→ **Task to carry out**: Type out all the records word for word. Any pictures are to be left out.

→ **Items from a dataset**:
______________________________

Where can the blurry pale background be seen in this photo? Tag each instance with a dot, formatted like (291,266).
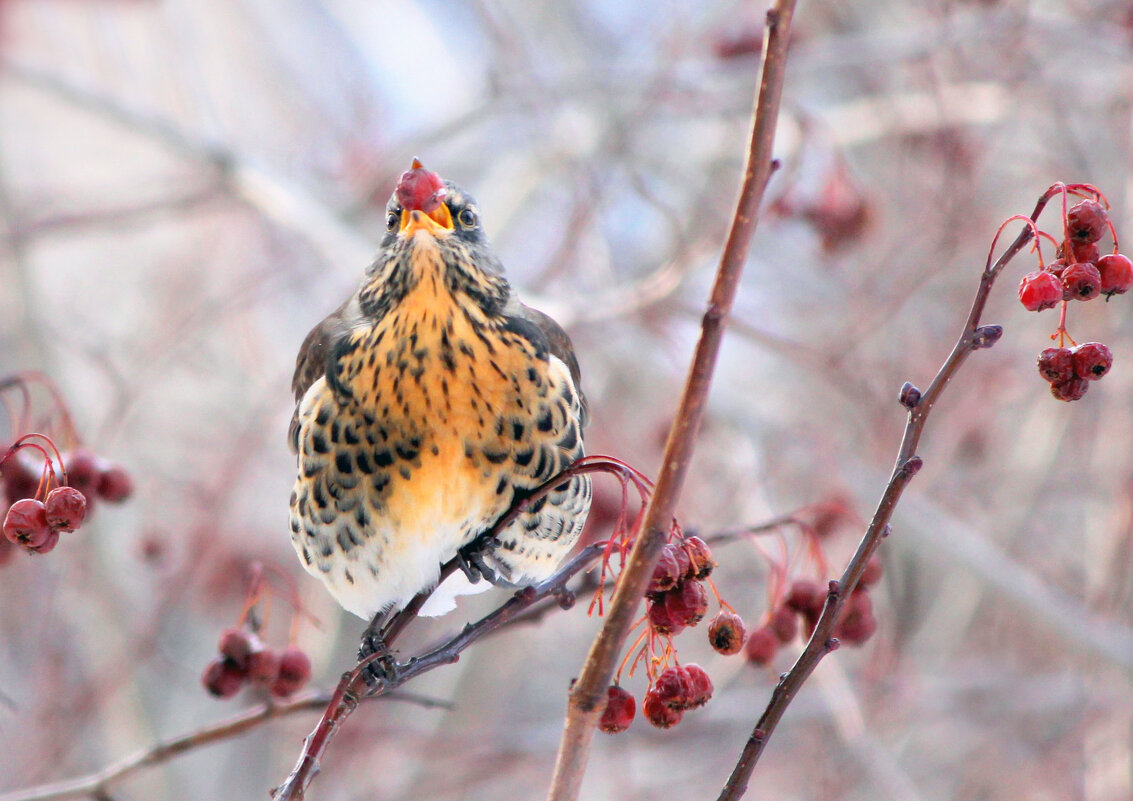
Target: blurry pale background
(187,186)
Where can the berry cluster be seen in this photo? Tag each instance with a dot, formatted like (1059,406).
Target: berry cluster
(51,493)
(1079,272)
(1070,371)
(675,598)
(802,603)
(245,658)
(44,493)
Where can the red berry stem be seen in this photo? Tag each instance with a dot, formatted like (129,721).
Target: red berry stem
(821,639)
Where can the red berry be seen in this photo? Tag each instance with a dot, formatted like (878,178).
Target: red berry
(1087,221)
(872,572)
(295,672)
(700,688)
(222,679)
(1039,290)
(659,619)
(725,632)
(1085,252)
(419,189)
(784,622)
(700,563)
(1056,365)
(666,574)
(1070,390)
(20,476)
(806,596)
(683,563)
(66,508)
(1116,273)
(658,713)
(673,688)
(763,645)
(687,603)
(237,645)
(49,544)
(621,707)
(26,523)
(1092,360)
(7,551)
(264,665)
(1081,281)
(114,485)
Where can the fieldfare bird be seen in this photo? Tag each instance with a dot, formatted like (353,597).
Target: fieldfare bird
(427,405)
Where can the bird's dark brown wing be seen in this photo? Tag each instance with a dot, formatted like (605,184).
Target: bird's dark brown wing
(311,364)
(558,342)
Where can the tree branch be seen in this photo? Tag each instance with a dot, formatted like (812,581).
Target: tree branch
(99,783)
(588,695)
(973,337)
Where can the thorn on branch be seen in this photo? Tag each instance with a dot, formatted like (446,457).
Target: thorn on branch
(565,598)
(986,335)
(909,397)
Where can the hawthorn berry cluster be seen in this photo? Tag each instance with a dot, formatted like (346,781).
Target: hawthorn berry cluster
(45,492)
(800,607)
(245,658)
(39,512)
(675,598)
(1079,272)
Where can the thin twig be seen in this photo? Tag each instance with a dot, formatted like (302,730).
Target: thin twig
(98,784)
(588,695)
(973,337)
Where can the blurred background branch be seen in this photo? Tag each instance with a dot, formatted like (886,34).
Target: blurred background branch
(187,187)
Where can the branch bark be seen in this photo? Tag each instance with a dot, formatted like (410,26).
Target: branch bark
(973,337)
(588,695)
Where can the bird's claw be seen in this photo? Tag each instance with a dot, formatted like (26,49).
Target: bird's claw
(381,667)
(473,559)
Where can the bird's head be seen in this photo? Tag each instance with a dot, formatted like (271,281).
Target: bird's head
(432,223)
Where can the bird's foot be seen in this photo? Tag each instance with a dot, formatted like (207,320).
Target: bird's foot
(381,669)
(471,559)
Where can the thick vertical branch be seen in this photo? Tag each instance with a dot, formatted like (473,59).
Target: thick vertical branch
(589,692)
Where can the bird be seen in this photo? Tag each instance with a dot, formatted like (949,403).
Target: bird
(427,405)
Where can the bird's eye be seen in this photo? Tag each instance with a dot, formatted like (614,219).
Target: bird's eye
(467,218)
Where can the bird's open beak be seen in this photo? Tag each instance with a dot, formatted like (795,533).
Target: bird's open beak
(436,222)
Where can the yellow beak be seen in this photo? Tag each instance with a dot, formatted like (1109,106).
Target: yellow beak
(436,222)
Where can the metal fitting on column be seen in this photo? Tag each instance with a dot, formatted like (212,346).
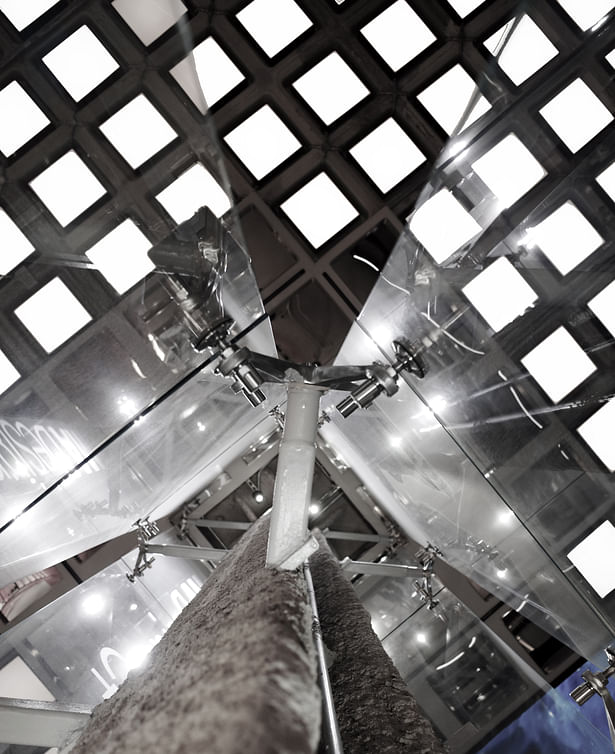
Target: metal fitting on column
(382,379)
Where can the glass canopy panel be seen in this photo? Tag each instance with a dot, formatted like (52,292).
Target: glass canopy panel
(500,454)
(121,247)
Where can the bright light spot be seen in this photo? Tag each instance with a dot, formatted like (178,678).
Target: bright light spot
(319,209)
(69,315)
(440,238)
(387,155)
(576,114)
(448,97)
(525,52)
(67,187)
(80,62)
(597,432)
(93,604)
(273,24)
(398,34)
(558,364)
(509,170)
(262,142)
(216,74)
(331,88)
(500,294)
(138,131)
(566,237)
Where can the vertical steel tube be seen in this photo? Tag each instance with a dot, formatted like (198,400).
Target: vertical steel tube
(330,727)
(289,541)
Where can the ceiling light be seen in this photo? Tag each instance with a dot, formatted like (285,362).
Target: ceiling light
(387,155)
(138,131)
(207,74)
(8,373)
(273,24)
(193,189)
(509,170)
(262,142)
(586,14)
(526,50)
(448,97)
(576,115)
(500,294)
(21,118)
(67,187)
(80,63)
(594,558)
(398,34)
(149,18)
(15,246)
(319,209)
(121,256)
(22,14)
(597,432)
(464,7)
(52,314)
(331,88)
(566,237)
(558,364)
(603,306)
(439,238)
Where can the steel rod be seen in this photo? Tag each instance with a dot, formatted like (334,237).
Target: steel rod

______________________________

→ **The response**:
Where can the blurry pale background be seen in this photo? Tag each instance with a dot, formatted like (291,266).
Target: blurry pale background
(187,186)
Where can the berry cluster be seen in this photo? Tag each instance with a dot, formatted like (1059,406).
Target: berry cluster
(51,493)
(1079,272)
(1070,371)
(675,598)
(802,603)
(245,658)
(44,493)
Where can the red berry stem be seen in this photo? Tag each instance with a dot, formatted like (129,721).
Target: red berry stem
(821,639)
Where can the red berry be seen in this photo? Tag each instance with a dot, formatted like (878,178).
Target: red berry
(1087,221)
(872,572)
(295,672)
(700,688)
(222,679)
(1039,290)
(659,619)
(725,632)
(1085,252)
(419,189)
(784,622)
(700,563)
(1056,365)
(666,574)
(1070,390)
(20,476)
(806,596)
(683,563)
(66,508)
(1116,273)
(658,713)
(673,688)
(763,645)
(687,603)
(237,645)
(49,544)
(621,707)
(26,523)
(1092,360)
(7,551)
(264,665)
(1081,281)
(114,485)
Where can the fieldfare bird be seen in this photo? Tag each instance with a dot, formatted like (353,597).
Target: fieldfare bird
(427,405)
Where can the bird's dark brown wing be seen in this photo? Tag each instance with a dot, formatted like (605,184).
Target: bird's dark brown wing
(311,364)
(558,342)
Where can the tree branch be seen in this photo? Tag each instance with a dot, formatted like (812,581).
Target: tree branch
(99,783)
(588,695)
(973,337)
Where can the thorn on branch be seen in this photo? Tag each instance with a dot, formatted like (446,457).
Target: thorn on branch
(565,598)
(986,335)
(909,397)
Where can the hawthorn berry cluster be seen in this photo? Tag each instance with a dot, formatted like (346,781).
Target: hawthorn berry cluster
(45,492)
(800,607)
(245,658)
(39,512)
(675,598)
(1079,272)
Where can the thin twig be seen in this photo? Tag each instance with a dot, formatted like (302,730).
Target: thin twig
(98,784)
(588,695)
(973,337)
Where can the blurred background branch be seen in this photo? Tag each instance with a dot, formatted like (886,34).
Target: blurred background branch
(187,187)
Where can the branch bark be seen in this photo? Tag each instance with a dot, formatted like (410,26).
Target: branch bark
(973,337)
(588,695)
Where can the bird's claw be seen in this photo? Tag each instance with a dot, formatted like (26,49).
Target: bird's claw
(381,667)
(473,559)
Where can the bird's head be seen in this photo? Tag each instance with a dot, formatted like (271,281).
Target: bird's head
(432,223)
Where can the bird's foot be seen in this photo? Tag each instance with a dot, formatted like (207,320).
Target: bird's foot
(381,669)
(471,559)
Where can the thick vertical branch be seen in this photo? Tag each instance with a dot, formatted like (473,59).
Target: thick vertical branch
(589,692)
Where can the bird be seen in this photo? Tag each instance with a dot, formatted like (949,403).
Target: bird
(427,405)
Where can the bird's eye be seen in this photo? Tag each instance with a dot, formatted like (614,219).
Target: bird's eye
(467,218)
Where can the bird's open beak be seen in this photo? Tag each instance with a dot, formatted like (795,533).
Target: bird's open beak
(436,222)
Where can the yellow beak be seen in this photo? Tag each instance with a dot, formatted like (1109,106).
Target: yellow beak
(436,222)
Where can the metal fitting on column be seen in this photo? Tag each instance with a dot, formatted like (212,346).
Target: metal fitting on column
(382,379)
Where can the glass canopy panel be seen in this photo? Tag each instance with a dot, formatted like (52,292).
Target: glass canopy panel
(500,454)
(121,247)
Where can the bright light spot be seen in this photo? Tag each instance with a dot, formatted like (178,678).
Target: bright light spot
(319,209)
(69,315)
(440,238)
(387,155)
(576,114)
(448,97)
(525,52)
(67,187)
(80,62)
(597,432)
(93,604)
(273,24)
(398,34)
(558,364)
(509,170)
(262,142)
(216,74)
(331,88)
(500,294)
(138,131)
(566,237)
Where can the vertical steel tube be seen in this photo? Tag each instance with a dot, formatted like (198,400).
Target: vertical steel tube
(330,727)
(289,541)
Where can the ceiling light be seen in this photo? Tag each instance with a dot, formatted like (285,362).
Target: ceiling light
(387,155)
(138,131)
(207,74)
(8,373)
(273,24)
(193,189)
(509,170)
(262,142)
(586,14)
(526,50)
(448,97)
(576,115)
(500,294)
(21,118)
(67,187)
(80,63)
(594,558)
(398,34)
(149,18)
(15,246)
(319,209)
(121,256)
(22,14)
(597,432)
(464,7)
(52,314)
(331,88)
(566,237)
(558,364)
(603,306)
(439,238)
Where can the steel rod be seen in this photo? Tag each instance with a dot, formatted like (334,237).
Target: steel rod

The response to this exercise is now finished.